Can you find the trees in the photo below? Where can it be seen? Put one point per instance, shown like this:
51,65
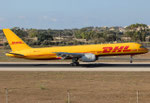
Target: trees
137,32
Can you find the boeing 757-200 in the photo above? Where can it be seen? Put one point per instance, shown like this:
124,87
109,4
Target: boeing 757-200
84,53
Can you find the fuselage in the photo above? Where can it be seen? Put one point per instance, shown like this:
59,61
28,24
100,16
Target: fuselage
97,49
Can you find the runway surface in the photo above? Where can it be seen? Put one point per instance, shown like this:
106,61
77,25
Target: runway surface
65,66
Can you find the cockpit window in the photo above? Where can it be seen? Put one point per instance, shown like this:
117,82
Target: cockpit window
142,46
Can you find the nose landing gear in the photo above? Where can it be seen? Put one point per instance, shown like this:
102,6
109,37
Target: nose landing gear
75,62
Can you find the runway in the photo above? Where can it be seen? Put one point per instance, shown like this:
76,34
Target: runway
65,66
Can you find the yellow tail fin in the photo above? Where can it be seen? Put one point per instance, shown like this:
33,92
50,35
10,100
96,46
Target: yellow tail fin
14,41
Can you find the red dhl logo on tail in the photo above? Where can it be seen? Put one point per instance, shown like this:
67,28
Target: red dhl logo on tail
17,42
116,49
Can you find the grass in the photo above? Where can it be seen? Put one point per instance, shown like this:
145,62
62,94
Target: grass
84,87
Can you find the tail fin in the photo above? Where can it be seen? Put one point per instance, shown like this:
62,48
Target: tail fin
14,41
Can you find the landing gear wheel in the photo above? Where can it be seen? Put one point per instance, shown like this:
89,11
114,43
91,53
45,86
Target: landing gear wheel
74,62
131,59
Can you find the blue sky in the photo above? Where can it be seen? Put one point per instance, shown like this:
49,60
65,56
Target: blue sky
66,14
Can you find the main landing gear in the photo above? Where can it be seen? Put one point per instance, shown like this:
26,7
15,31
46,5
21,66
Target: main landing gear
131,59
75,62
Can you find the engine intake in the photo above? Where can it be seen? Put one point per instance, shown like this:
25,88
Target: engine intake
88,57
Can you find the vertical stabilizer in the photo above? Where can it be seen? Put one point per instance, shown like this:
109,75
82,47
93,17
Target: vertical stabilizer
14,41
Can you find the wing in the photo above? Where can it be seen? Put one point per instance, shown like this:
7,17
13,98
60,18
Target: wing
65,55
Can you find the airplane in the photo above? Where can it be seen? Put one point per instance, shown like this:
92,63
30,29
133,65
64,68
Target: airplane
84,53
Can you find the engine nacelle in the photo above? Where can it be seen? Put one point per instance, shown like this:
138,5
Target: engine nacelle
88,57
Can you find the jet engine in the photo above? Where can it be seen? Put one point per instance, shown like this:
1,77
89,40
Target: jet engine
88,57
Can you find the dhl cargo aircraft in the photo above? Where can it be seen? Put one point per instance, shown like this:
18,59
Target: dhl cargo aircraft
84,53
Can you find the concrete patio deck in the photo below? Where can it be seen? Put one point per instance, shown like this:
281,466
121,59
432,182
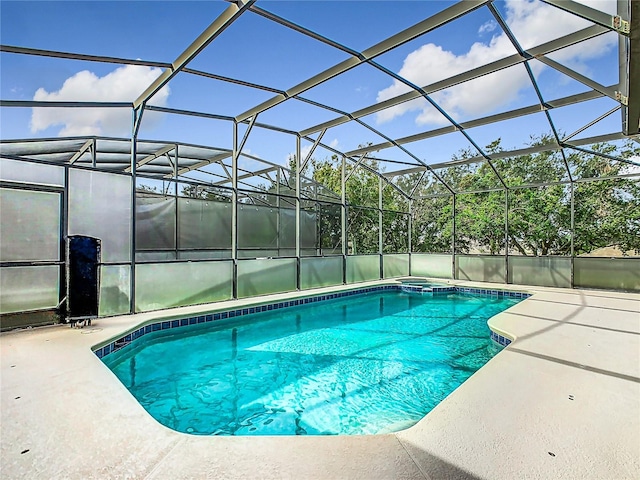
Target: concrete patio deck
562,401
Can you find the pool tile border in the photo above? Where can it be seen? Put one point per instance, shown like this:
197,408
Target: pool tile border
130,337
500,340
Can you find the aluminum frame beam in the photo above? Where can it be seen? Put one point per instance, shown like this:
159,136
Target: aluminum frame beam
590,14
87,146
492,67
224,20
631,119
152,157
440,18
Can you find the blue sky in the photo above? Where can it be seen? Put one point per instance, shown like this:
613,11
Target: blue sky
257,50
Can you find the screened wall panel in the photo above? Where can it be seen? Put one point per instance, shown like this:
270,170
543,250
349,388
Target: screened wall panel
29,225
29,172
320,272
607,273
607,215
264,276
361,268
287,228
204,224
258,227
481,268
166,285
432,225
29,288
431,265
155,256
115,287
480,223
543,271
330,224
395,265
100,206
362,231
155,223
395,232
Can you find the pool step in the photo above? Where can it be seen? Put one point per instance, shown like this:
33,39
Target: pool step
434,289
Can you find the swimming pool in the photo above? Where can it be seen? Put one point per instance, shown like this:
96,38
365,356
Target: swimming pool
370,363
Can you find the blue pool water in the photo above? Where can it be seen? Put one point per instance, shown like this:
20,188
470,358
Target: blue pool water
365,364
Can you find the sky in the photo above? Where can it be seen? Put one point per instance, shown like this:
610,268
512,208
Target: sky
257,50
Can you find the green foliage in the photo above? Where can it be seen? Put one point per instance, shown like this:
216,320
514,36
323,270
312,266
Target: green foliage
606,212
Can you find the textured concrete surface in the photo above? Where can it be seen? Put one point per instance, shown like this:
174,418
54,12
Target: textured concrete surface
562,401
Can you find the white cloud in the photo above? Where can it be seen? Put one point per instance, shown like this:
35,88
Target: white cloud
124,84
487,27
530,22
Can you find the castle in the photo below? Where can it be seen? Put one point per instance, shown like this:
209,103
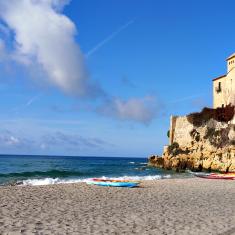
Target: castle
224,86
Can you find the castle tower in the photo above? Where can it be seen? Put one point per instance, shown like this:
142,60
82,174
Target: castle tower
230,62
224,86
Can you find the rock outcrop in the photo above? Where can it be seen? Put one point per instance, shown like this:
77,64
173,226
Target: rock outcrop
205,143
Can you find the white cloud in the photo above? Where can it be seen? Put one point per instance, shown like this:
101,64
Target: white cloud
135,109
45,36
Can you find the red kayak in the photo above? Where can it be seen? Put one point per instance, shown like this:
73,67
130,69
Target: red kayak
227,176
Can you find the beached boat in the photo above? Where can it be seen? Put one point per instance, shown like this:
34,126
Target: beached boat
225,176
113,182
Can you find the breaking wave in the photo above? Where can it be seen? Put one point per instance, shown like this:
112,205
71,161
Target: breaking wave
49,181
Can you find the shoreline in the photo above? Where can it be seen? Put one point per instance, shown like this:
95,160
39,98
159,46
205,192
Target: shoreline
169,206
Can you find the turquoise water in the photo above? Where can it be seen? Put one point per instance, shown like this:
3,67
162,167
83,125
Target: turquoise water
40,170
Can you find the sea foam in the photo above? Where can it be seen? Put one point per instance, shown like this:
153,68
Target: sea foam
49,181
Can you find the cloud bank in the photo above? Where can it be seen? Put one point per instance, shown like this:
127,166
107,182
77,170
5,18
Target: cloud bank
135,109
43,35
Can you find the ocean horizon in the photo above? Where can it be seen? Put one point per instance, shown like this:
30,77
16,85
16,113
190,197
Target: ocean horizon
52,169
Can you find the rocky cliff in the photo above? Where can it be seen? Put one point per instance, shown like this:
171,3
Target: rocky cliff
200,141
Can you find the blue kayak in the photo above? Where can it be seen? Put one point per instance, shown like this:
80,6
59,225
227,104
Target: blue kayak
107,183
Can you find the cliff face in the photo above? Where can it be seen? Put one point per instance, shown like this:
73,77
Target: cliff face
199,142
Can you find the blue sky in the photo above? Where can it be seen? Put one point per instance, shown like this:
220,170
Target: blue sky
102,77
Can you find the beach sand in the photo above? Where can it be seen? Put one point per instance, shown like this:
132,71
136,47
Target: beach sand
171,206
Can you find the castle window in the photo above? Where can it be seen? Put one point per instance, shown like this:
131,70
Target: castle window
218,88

◇ ◇ ◇ ◇

• **What you will do**
When you transcribe the entries above, keep every word exact and leave out the pictures.

• **Completed exercise**
Can you find the trees in the photo below? Where can it be seen? Put one point per instance, shown like this:
51,65
Target: trees
137,32
Can you find the boeing 757-200 in the photo above? Where can it be seen? Put one point per instance, shown like this:
124,87
109,4
Target: boeing 757-200
84,53
Can you find the fuselage in the photo above? Where can it be seen? Put one point per instance, shown like this:
59,61
28,24
100,16
Target: fuselage
97,49
Can you find the runway surface in the photo above? Where can it be seen? Put one point per instance, shown like this:
106,61
77,25
Target: runway surface
65,66
Can you find the cockpit window in the photo above? Where can it be seen? Put one point per instance, shown like this:
117,82
Target: cockpit window
142,46
Can you find the nose landing gear in the photo above? Where can it be seen? Put one point per instance, shown like this:
102,6
109,37
Target: nose landing gear
75,62
Can you find the runway in the photo above? Where can it be seen? Put one point per instance, shown like this:
76,34
Target: runway
65,66
Can you find the yellow tail fin in the photo above? Where can it be seen? Put one point per instance, shown like this:
33,92
50,35
10,100
96,46
Target: yellow tail fin
14,41
Can you find the red dhl logo on tail in the photo above? Where can it be seen? Put one point per instance, shown like this:
67,28
Target: red dhl logo on tail
17,42
116,49
Can you find the grass in the photo above? Where can it be seen? Put one point per instance, shown like this:
145,62
62,94
Target: grass
84,87
Can you find the tail fin in the photo above? Where can it be seen? Put one point per instance, shown like this:
62,48
Target: tail fin
14,41
Can you find the landing gear wheel in the photo above? Where can it be seen? Put one point per instance, shown like this:
89,11
114,43
91,53
45,86
Target: landing gear wheel
74,62
131,59
Can you find the blue sky in the photo above? Where can it be seen? Put one point per instance, shown like this:
49,60
65,56
Target: blue sky
66,14
Can you find the main landing gear in the photo above? Where can it be seen? Put one point per instance, shown like this:
26,7
15,31
46,5
21,66
Target: main landing gear
131,59
75,62
Can you find the engine intake in the photo above? Where can it be seen? Put one point per instance, shown like this:
25,88
Target: engine intake
88,57
Can you find the vertical stabilizer in the photo above? Where can it be seen? Put one point per instance, shown like this:
109,75
82,47
93,17
Target: vertical stabilizer
14,41
Can you find the wing in the photo above? Where can it be seen? Put one point per instance, shown like this:
7,17
13,98
60,18
Target: wing
65,55
Can you find the airplane in the photo above? Where can it be seen? Put one point per instance, shown like this:
92,63
30,29
133,65
64,68
Target: airplane
84,53
Can you find the engine nacelle in the photo above? Where can it be seen? Put one point per instance, shown like this:
138,5
Target: engine nacelle
88,57
Can you find the jet engine in the photo above? Where can it be seen? Put one point per instance, shown like this:
1,77
89,40
Target: jet engine
88,57
Can you find the dhl cargo aircraft in the photo above? Where can it be seen? Put one point per instance, shown like this:
18,59
Target: dhl cargo aircraft
84,53
Can you find the concrete patio deck in the photo below? Where can it be seen? Put one point per instance, shown like this:
281,466
121,59
432,182
Target: concrete patio deck
562,401
Can you find the pool tile border in the photo above? Where can it be seen? Put one point per instance, shown like this:
197,408
Target: pool tile border
130,337
500,340
Can you find the aluminum frame beam in the photo above? Where can it be seen? Put one point per instance, shown like this:
159,136
Target: aluminum frame beam
590,14
87,146
492,67
224,20
631,119
152,157
440,18
Can you find the blue sky in the photo above? Where can it be seen? Put one point per instance, shown like this:
613,11
Target: blue sky
257,50
Can you find the screened wall panel in the photo above? Where can it be seen? Put one point per instance, shown like this:
270,170
543,250
349,388
Target: screened wall panel
29,225
29,172
320,272
607,273
607,215
264,276
361,268
287,228
204,224
258,227
481,268
166,285
432,225
29,288
431,265
155,256
115,287
480,223
543,271
330,224
395,265
100,206
362,231
155,223
395,232
Can you find the pool step in the photo above? Where can it be seen? Put one point per instance, shown like this:
33,39
Target: pool step
434,289
Can you find the swimming pool in the photo above? Where can it be seen? Put one point per instance, shown like this:
96,38
365,356
Target: swimming pool
370,363
Can you find the blue pool water in the photo above? Where can it be seen? Put one point per instance, shown like this:
20,188
470,358
Target: blue pool water
365,364
Can you find the sky in the photo above? Where can it be seen? Put one point per instance, shown like this:
610,268
512,208
Target: sky
257,50
Can you find the green foliage in the photo above? Where can it be seen? Put one point per instance, shown like this:
216,320
514,36
323,270
312,266
Target: green foliage
606,212
Can you find the textured concrete surface in the photo above? Where can it be seen? Put one point per instance, shown like this:
174,418
54,12
Target: textured concrete surface
562,401
Can you find the white cloud in the photo above? Where can it be seen? Put one point per instance, shown like this:
35,88
Target: white cloud
124,84
487,27
530,22
Can you find the castle in the photo below? Where can it be seen? Put one point per instance, shown like this:
209,103
Target: castle
224,86
Can you find the castle tower in the photo above? Where can it be seen? Put one point per instance, shown like this:
142,60
82,174
Target: castle tower
230,62
224,86
Can you find the rock outcrop in the photo above? Where can it be seen? Put one point per instance, shown like this:
77,64
173,226
Target: rock outcrop
205,143
Can you find the white cloud in the photo above? Where can it be seen? Put one point per instance, shown like this:
101,64
Target: white cloud
135,109
45,36
Can you find the red kayak in the photo above? Where can it be seen? Put one point per instance, shown like this:
73,67
130,69
Target: red kayak
227,176
Can you find the beached boat in the photo above? Where can it be seen? Put one point per instance, shown like this:
34,126
Target: beached boat
225,176
113,182
Can you find the breaking wave in the photo above? Where can it be seen? Put one point per instance, shown like this:
112,205
71,161
Target: breaking wave
49,181
Can you find the shoreline in the photo above? Where can it be seen? Put one point per instance, shown like this:
95,160
39,98
159,46
205,192
Target: shoreline
169,206
Can you find the turquoise water in the photo above? Where can it be seen? Put one point per instance, shown like this:
3,67
162,167
83,125
Target: turquoise water
40,170
Can you find the sea foam in the photo above? Where can it be seen? Put one point per instance, shown like this:
153,68
Target: sea foam
49,181
Can you find the cloud bank in the photo above? Where can it be seen? Put one point per instance, shown like this:
127,166
107,182
77,170
5,18
Target: cloud bank
135,109
43,35
Can you find the ocean horizon in the photo above? Where can it be seen? Put one point per instance, shown like this:
30,77
16,85
16,113
190,197
Target: ocean horizon
52,169
Can you find the rocky cliff in the photo above? Where can it be seen? Put one point per instance, shown like this:
171,3
Target: rocky cliff
200,141
Can you find the blue kayak in the photo above? Where can it be seen? Put one point per instance, shown like this:
80,6
59,225
227,104
Target: blue kayak
107,183
Can you find the cliff face in the photo above? Where can it be seen? Put one point per instance, shown like this:
73,77
Target: cliff face
199,142
Can you find the blue sky in the photo above? Where can it be seen? Put one point per instance, shown like this:
220,170
Target: blue sky
102,77
Can you find the beach sand in the photo above? Where can it be seen? Put one point per instance, shown like this:
132,71
136,47
Target: beach sand
171,206
Can you find the castle window in the photo above? Where can it be seen? Put one point per instance, shown like this:
131,70
Target: castle window
218,88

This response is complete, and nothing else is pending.